* _Selected text_:

Friday, March 7, 2014

Open Data

"Open Access" to published scientific reports -- especially reports produced using government funds -- has been a topic for heated debate for a number of years. More recently, I've come across an equally heated debate on Twitter about "Open Data". Open Data, similar to its sibling Open Access, asserts that researchers should make the data they collect, clean, and organize freely and publicly available. There are variations in how this should look. Some would have datasets published along with manuscripts. Some would have them posted on an institutional website. Others would have datasets "accessible", but only through a gateway through which interested parties would submit an analysis request to the original researchers, who would do the actual analysis and send the results to the requester.

I can see both sides of the issue. On the one hand, I think publicly funded research should absolutely be made public and freely accessible -- at least, at some point in its life. On the other hand, I think the original researchers should retain credit for the work they did collecting, cleaning, and organizing.

* _Given data_:

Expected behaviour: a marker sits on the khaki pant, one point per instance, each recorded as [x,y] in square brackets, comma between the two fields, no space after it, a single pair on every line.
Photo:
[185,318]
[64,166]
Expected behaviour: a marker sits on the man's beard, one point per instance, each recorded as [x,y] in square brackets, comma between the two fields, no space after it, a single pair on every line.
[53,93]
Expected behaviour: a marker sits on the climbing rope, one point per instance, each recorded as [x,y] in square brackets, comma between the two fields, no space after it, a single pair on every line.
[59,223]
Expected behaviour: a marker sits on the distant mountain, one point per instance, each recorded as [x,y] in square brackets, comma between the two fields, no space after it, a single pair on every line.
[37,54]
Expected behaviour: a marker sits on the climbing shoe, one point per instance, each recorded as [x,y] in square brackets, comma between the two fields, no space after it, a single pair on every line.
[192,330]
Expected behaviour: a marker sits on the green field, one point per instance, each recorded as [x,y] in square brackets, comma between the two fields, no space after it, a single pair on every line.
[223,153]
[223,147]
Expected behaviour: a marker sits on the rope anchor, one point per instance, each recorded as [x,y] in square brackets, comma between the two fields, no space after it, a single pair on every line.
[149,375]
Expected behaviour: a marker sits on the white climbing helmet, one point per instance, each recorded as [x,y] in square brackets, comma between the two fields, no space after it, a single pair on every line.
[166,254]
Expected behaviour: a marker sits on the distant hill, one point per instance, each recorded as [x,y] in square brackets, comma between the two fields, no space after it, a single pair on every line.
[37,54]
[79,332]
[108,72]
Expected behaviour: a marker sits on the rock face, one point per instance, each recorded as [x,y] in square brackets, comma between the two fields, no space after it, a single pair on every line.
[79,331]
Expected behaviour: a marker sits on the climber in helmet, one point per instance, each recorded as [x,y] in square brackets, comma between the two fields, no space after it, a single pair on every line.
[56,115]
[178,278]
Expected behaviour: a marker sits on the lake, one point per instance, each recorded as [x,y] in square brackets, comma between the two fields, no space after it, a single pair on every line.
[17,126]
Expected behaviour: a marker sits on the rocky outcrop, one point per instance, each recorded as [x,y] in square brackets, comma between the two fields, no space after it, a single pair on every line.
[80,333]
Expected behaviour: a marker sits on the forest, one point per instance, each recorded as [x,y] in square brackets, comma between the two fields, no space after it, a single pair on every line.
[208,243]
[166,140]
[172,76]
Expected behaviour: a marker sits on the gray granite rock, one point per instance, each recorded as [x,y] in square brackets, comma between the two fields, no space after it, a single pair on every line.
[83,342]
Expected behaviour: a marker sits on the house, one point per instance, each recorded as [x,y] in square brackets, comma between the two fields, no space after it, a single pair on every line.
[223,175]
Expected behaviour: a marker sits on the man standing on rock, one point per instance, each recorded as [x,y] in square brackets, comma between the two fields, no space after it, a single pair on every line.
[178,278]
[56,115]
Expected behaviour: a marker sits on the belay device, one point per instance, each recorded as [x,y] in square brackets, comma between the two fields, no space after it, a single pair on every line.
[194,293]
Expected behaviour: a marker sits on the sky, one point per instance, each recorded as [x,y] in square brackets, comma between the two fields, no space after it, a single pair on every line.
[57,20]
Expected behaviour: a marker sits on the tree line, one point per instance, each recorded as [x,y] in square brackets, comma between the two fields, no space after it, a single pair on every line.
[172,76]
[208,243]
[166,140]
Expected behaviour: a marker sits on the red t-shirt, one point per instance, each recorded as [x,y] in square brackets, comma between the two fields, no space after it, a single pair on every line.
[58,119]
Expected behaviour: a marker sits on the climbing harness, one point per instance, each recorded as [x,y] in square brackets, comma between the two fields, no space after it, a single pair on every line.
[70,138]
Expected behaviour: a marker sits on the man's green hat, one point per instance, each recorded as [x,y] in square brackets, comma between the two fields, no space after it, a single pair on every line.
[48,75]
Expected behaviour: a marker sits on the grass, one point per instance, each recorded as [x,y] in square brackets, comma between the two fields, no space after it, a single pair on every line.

* _Exercise_:
Carry on the blog post on open data, starting right after its last sentence. The listing is unrelated to the blog post on open data.

* _Exercise output_:
There are deeper issues too. There is the potential for a negative impact on the career paths of researchers whose data "goes public", since their capacity to publish from their data is going to decrease as the number of people with access to their data increases. That is not to say that researchers should be allowed to sit on their data in perpetuity either, but it seems to me that there ought to be balance struck.

Also, there is a particularly sticky issue with human genetic datasets. A tremendous amount of public resources have been and will continue to be poured into genotyping, sequencing, etc. to ferret out the "host" causes of human disease. Shouldn't this data be accessible to as many people as possible, so we can accelerate the process of identifying how genes affect human health? Well, maybe. Then again, is it really ethical to make genotyping and sequencing data fully accessible to anyone on the internet when we know that it is now possible to identify individuals from such data?